**Task to carry out**
Rewrite the material below so that every instance of "bounding box" reads "enclosing rectangle", keeping everything else unchanged.

# Supplied entries start

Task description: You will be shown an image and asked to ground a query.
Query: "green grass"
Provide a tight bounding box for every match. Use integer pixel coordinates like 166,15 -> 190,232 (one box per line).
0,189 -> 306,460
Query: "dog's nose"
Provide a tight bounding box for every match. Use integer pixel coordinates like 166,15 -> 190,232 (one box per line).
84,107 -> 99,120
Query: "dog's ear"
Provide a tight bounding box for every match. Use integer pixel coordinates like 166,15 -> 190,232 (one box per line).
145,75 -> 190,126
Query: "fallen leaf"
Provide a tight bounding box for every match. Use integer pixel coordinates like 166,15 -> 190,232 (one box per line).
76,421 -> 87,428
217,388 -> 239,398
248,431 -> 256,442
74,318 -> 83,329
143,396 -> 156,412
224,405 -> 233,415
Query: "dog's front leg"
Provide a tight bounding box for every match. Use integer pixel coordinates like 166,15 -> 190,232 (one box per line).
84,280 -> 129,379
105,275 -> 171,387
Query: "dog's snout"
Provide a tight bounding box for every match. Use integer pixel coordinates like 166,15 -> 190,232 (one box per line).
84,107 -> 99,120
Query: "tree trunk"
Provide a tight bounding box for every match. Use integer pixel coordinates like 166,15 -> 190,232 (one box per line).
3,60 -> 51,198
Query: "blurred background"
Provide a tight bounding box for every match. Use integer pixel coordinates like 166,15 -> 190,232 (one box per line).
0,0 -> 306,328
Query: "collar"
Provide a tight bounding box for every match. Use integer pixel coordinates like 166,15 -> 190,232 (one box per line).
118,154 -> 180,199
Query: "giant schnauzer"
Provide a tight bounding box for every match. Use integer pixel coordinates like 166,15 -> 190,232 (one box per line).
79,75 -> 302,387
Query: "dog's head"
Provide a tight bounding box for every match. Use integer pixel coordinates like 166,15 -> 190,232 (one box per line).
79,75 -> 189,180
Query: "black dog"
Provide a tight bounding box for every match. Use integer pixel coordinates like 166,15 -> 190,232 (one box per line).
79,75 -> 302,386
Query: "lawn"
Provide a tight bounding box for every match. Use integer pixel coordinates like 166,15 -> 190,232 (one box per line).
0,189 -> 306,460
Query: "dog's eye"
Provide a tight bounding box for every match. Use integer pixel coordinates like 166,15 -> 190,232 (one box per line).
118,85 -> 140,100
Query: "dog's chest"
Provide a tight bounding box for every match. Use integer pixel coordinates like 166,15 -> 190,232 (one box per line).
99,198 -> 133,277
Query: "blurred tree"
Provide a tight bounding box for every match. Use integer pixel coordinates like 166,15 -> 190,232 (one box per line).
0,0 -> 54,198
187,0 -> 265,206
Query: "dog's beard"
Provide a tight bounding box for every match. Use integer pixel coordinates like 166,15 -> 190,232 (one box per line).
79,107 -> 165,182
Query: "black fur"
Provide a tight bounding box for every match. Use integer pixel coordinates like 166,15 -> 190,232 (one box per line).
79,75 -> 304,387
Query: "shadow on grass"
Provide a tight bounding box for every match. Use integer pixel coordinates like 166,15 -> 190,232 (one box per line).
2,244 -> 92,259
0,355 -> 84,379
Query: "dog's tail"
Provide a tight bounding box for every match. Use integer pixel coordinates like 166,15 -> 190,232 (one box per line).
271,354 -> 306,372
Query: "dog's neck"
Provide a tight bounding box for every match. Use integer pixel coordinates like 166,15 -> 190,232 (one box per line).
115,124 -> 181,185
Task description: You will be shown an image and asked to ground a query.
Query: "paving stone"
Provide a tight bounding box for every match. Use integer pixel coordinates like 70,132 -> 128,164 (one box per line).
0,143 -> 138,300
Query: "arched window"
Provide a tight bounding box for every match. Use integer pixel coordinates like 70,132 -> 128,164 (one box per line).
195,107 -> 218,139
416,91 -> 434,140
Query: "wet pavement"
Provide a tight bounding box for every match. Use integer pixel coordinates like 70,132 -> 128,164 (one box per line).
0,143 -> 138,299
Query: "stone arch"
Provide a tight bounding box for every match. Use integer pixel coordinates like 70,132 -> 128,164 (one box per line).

# Supplied entries end

**Result of the task**
Task description: You will be shown an image and asked to ground a query.
Query: "green grass"
Provide a tight enclosing rectangle for every match. Use integer pixel coordinates like 166,15 -> 190,232 (one box per line).
0,189 -> 306,460
Query: "dog's nose"
Provide a tight enclosing rectangle for every match. Use integer pixel coordinates like 166,15 -> 190,232 (one box per line).
84,107 -> 99,120
Query: "dog's ear"
Provide a tight enclosing rectangle for every match. Use integer pixel coordinates like 166,15 -> 190,232 (one box per line).
145,75 -> 190,126
Query: "fallen leaf"
Provide a tight enclosing rectangle for every match. Use integer pixel coordinates like 166,15 -> 190,232 (one box per line).
76,421 -> 87,428
217,388 -> 239,398
248,431 -> 256,442
74,318 -> 83,329
143,396 -> 156,412
224,405 -> 233,415
Query: "dog's front leg"
Provide a tight enclosing rectangle for every match. Use integer pixel coordinates like 166,15 -> 190,232 (one box per line).
84,280 -> 129,379
105,275 -> 171,387
Query: "dog's snout"
Provide a tight enclosing rectangle for every match. Use integer pixel coordinates like 166,15 -> 190,232 (one box per line).
84,107 -> 99,120
Query: "tree trunk"
Provide a tight enclosing rectangle for every match. Use integer pixel coordinates like 166,15 -> 190,232 (one box per line).
3,60 -> 51,198
Query: "blurred background"
Provide a tight enclosing rectangle for every match. Use integer pixel coordinates like 166,15 -> 190,232 (one box per line).
0,0 -> 306,328
Query: "collar"
Provide a tight enclosing rectangle for every match. Use integer pixel coordinates like 166,15 -> 190,232 (one box per line).
118,154 -> 180,199
Query: "giant schnauzer"
Provide a tight enclosing rectangle for every match. Use integer pixel coordinates like 166,15 -> 190,232 (one box per line).
79,75 -> 302,387
Query: "dog's head"
Provide a tight enclosing rectangle for every match. Use integer pixel coordinates like 166,15 -> 190,232 (one box per line).
79,75 -> 189,180
Query: "black dog"
Provide a tight enclosing rectangle for every match. Use integer pixel coordinates like 166,15 -> 190,232 (one box per line).
79,75 -> 302,386
Query: "lawn"
Provide a tight enclosing rectangle for every match. Use integer pixel coordinates like 166,15 -> 190,232 (one box per line).
0,189 -> 306,460
Query: "dog's eye"
Provide a tight enclosing rectangle for every match. Use integer pixel coordinates like 166,15 -> 190,232 (one box per line).
118,85 -> 140,100
Query: "dog's chest"
Provide a tight enclosing rectangle for every match. Use integer pixel coordinates like 166,15 -> 190,232 (one box per line).
99,198 -> 133,277
Query: "blurred tree"
Provide a tight enclosing rectangle for every match. Use integer pixel coordinates like 166,15 -> 190,232 (one box per line).
0,0 -> 54,198
187,0 -> 265,206
Query: "dog's beard"
Provide a tight enclosing rectangle for every match. Use integer pixel coordinates like 166,15 -> 190,232 (one box per line).
79,107 -> 165,182
Query: "black fur"
Provide a tight enclosing rectangle for every match. Use integer pixel coordinates like 166,15 -> 190,232 (one box per line).
79,75 -> 304,387
Query: "shadow on grass"
Provide a tight enclosing rectangle for every match. Use integer pixel coordinates like 166,15 -> 190,232 (one box per line).
2,244 -> 92,259
0,355 -> 84,379
Query: "dog's tail"
Provide a tight enclosing rectangle for every match. Use integer pixel coordinates like 166,15 -> 190,232 (one box per line).
271,354 -> 306,372
Query: "dog's neck"
Provide a tight enclosing rectangle for every match. Use integer pixel coordinates like 166,15 -> 190,232 (one box per line).
115,124 -> 181,185
Task description: You will be shown an image and asked to ground a query.
Query: "paving stone"
Provide a tight enclosing rectangle for every match. Use integer pixel coordinates like 70,132 -> 128,164 (one box per line).
0,143 -> 138,300
Query: "arched window"
Provide a tight enclosing rectangle for every match. Use integer pixel coordinates like 70,132 -> 128,164 (one box per line).
195,107 -> 218,139
416,91 -> 434,140
Query: "wet pavement"
Provide a tight enclosing rectangle for every match. Use integer pixel coordinates like 70,132 -> 128,164 (one box per line).
0,143 -> 138,299
Query: "stone arch"
Provide a tight enclosing rectangle for every match. Use integer pixel coordinates like 70,132 -> 128,164 (one box per line).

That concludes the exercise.